## DOCUMENT SECTION

# Sunflower Seeds



## Wado (May 15, 2011)

I know they are cheap already in the bag but I grew these and read on the seed package you can dry them for a great snack. Anybody ever try it? Gonna need a chainsaw to cut them down.


----------



## Meadowlark (Jul 19, 2008)

Those are some big ones! I used to grow them and save the heads for the birds in the winter. The birds absolutely love 'em.


----------



## tngbmt (May 30, 2004)

i have a few that big too
when are u suppose to harvest the seed?


----------



## peckerwood (Jun 9, 2012)

My tallest went 10'4''.They really done well this year.Mine are Mammouth,but I have some red ones about to bloom,but they are tiny compared to the yellow.I think they are Russian Mammouth.(that sure don't look like the right spelling?)


----------



## Wado (May 15, 2011)

I didn't put a tape measure on the tall ones but I guess seven feet plus. Ten foot would be cool, I get a lot of rubber neckers with these. I guess we will let them dry naturally and shell a few and throw the rest out for white wings and other birds. My neighbor had some and they pulled a lot of dove in with them. I think the more you water them the bigger they get. I was going to plant some for a dove lease and the guy at the seed place in Kenedy said if you keep watering them they keep growing and take a long time to flower. I planted some sorghum instead. I would like to see the red ones, I bet they look good.


----------



## peckerwood (Jun 9, 2012)

I watered mine this year,so,I reckon that is the reason they got so tall.The little red ones have flowers(not open yet)all up and down the stalk like a Maxamillion sunflower.I'll try to get pics when they bloom out.


----------



## Wado (May 15, 2011)

They say to harvest when the green petals under the head turns brown and the seeds have black stripes.


----------



## LandLocked (Apr 28, 2005)

Across that road looks like a good place to set in a dove stool. Whack a few!!


----------



## Wado (May 15, 2011)

LandLocked said:


> Across that road looks like a good place to set in a dove stool. Whack a few!!


There is a little bit of that going on around here. I refrain from doing it.


----------



## tngbmt (May 30, 2004)

here's mine .. almost done?


----------



## Wado (May 15, 2011)

Man those are huge! Mine are drying out nicely and the little yellow things are falling off. I actually rubbed some seeds off yesterday and they shelled like the ones in a bag but weren't salty or roasted. The doves are starting to hit them and I am getting bald spots on the heads. A week or so ago the seeds were still mushy and you couldn't shell them by chewing on them. I don't think I will mess with the salt water soaking and roasting them, just let the birds have them.


----------



## Dick Hanks (Aug 16, 2007)

Weigh some of those heads and post us after you pick em. Those suckers look BIG.


----------



## Wado (May 15, 2011)

*Sunflower heads*

This was the biggest after it dried and some fell out of it.


----------



## tngbmt (May 30, 2004)

my biggest. scale read 2.33lbs


----------



## Dick Hanks (Aug 16, 2007)

Nice sunflower heads guys. The doves will be happy, on the non hunting days.


----------

## EXERCISE REQUIREMENTS
Translate this sentence from the sunflower thread into Spanish: "I used to grow them and save the heads for the birds in the winter."

## RAW RECORDS
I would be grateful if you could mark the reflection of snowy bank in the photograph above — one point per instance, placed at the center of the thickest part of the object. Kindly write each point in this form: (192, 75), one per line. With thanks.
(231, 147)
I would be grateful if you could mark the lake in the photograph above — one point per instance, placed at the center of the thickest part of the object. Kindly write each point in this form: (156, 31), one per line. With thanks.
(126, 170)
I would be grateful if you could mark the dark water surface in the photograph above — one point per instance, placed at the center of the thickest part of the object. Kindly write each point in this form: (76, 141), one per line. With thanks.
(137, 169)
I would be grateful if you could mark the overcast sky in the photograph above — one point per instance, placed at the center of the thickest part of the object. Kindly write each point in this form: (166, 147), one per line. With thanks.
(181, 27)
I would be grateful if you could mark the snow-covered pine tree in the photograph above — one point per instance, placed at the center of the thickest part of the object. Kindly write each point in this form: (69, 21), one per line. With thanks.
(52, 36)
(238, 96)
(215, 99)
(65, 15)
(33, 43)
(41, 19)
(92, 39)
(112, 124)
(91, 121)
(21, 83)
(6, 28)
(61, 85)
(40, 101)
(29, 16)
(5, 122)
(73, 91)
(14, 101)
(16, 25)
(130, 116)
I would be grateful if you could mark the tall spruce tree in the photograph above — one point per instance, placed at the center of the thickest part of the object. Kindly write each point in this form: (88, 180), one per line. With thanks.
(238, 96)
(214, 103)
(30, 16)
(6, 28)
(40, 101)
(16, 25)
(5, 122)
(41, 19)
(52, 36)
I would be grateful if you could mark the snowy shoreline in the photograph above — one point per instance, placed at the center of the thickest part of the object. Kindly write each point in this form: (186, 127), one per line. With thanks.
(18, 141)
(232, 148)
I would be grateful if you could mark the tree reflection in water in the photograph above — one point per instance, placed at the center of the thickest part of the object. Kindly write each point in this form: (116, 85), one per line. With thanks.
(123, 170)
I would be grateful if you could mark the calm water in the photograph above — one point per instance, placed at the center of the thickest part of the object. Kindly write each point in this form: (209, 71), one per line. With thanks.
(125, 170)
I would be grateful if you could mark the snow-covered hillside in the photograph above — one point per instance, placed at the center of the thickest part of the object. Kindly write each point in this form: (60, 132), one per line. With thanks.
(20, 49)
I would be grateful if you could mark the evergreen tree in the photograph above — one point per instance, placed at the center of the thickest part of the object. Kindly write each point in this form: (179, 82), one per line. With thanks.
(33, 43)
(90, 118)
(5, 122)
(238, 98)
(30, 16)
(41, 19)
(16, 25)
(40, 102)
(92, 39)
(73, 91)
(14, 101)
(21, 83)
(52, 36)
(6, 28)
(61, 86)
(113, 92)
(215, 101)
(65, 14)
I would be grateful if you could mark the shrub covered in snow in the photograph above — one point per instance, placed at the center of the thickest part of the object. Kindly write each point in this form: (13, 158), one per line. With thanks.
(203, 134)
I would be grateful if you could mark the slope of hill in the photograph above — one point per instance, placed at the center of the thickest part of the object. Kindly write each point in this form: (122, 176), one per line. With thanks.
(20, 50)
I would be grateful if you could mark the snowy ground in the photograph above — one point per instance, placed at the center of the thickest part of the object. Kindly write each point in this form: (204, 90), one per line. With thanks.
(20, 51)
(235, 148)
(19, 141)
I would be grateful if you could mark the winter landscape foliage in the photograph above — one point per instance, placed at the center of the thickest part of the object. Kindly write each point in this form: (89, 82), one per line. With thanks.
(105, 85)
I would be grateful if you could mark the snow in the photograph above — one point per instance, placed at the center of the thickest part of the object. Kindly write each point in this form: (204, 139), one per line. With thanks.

## TASK OUTPUT
Antes los cultivaba y guardaba las cabezas para los pájaros en invierno.